● Prompt
A word-for-word copy of the records below is needed, without the images.

● Source information
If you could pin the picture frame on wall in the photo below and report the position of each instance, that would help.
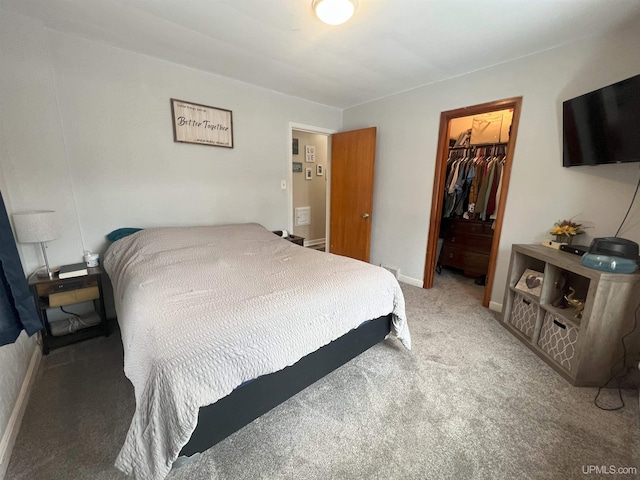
(310, 153)
(201, 124)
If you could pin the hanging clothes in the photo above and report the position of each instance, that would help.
(17, 308)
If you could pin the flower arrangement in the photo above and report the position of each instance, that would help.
(566, 229)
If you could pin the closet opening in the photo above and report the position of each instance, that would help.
(471, 182)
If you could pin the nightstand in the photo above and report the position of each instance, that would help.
(53, 293)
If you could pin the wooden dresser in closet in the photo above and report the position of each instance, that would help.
(467, 245)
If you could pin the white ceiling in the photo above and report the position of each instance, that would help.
(389, 46)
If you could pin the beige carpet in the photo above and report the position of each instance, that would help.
(469, 401)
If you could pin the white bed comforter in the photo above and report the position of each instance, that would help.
(204, 309)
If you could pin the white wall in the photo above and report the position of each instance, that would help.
(85, 129)
(14, 360)
(541, 190)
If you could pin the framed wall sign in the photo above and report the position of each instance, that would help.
(195, 123)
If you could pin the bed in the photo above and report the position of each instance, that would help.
(231, 320)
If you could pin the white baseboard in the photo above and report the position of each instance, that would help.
(495, 306)
(13, 427)
(313, 243)
(410, 280)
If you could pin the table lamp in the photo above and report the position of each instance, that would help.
(37, 226)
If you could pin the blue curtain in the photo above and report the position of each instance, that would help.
(17, 307)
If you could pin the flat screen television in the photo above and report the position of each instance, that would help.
(603, 126)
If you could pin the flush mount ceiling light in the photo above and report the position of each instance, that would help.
(334, 12)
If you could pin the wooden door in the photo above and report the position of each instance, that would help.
(352, 160)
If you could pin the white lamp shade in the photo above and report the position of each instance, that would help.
(334, 12)
(35, 226)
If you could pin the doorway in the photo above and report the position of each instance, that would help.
(444, 152)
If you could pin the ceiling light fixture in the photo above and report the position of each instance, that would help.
(334, 12)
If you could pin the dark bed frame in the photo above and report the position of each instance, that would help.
(253, 399)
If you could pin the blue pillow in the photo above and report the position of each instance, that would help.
(121, 233)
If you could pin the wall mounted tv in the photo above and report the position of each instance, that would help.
(603, 126)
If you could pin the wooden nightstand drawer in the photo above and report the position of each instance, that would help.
(74, 296)
(54, 293)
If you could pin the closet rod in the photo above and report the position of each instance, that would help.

● Output
If you could pin the picture frame on wall in the photo below and report the position of each instance, that would help.
(310, 153)
(201, 124)
If you could pin the hanging clothes in the photo above and report the position of each instance, that would help.
(17, 308)
If you could pin the flower arrangement in the photo above and report the position of each instance, that would help.
(566, 229)
If you could pin the closet opening in the photo above and report the position of each instance, that would help.
(471, 182)
If you could pin the nightstand in the photo above and report the position of each instance, that would help.
(53, 293)
If you could pin the wooden dresser in closet in the photo above and report the position of each instance, that would help.
(467, 245)
If you could pin the white ceiling in the photo above and report the position of each instance, that would help.
(389, 46)
If you could pin the beige carpet in the photo above and report the position of each instance, that would help.
(469, 401)
If you could pin the white bed comforter in the photo above and report the position of each instance, that would help.
(204, 309)
If you could pin the white wall in the photo above and report the position of each instance, that would help.
(85, 129)
(14, 360)
(541, 190)
If you could pin the framed wall sign in the photo above and report the position of each instance, that would help.
(195, 123)
If you could pin the bed in the photo above and report the position of each instance, that would help.
(231, 320)
If you could pin the white baseboard in the photo above and report the position of each instance, that would help.
(495, 306)
(13, 427)
(313, 243)
(410, 280)
If you could pin the table lamp in the photo above and report the position of each instance, that would help.
(37, 226)
If you could pin the blue curtain in the photo above and report the position of each instance, that would help.
(17, 307)
If you could pin the flat screen television in the photo above and report the position of each instance, that would help.
(603, 126)
If you could pin the flush mount ceiling light in the photo above and report the position of each instance, that would help.
(334, 12)
If you could pin the wooden door in the photo above and report the position of each instance, that would help.
(352, 160)
If you could pin the white lamp shade in the photo above and report the position of each instance, that would help.
(334, 12)
(35, 226)
If you could pin the doorway in the photo above and report the position of each instance, that would help.
(444, 152)
If you could pin the ceiling light fixture in the photo above and report the position of each instance, that would help.
(334, 12)
If you could pin the dark bed frame in the photo above and report the position of each instance, that would help.
(253, 399)
If you could pin the blue pillow in the photo above and report the position of each instance, that would help.
(121, 233)
If you could pin the wall mounted tv in the photo above and report the position of each instance, that would help.
(603, 126)
If you could pin the wooden nightstand drawer in the photo above and report the position of each instance, that would help.
(74, 296)
(54, 293)
If you could pin the closet rod in the photo above and report the position of each instance, that would help.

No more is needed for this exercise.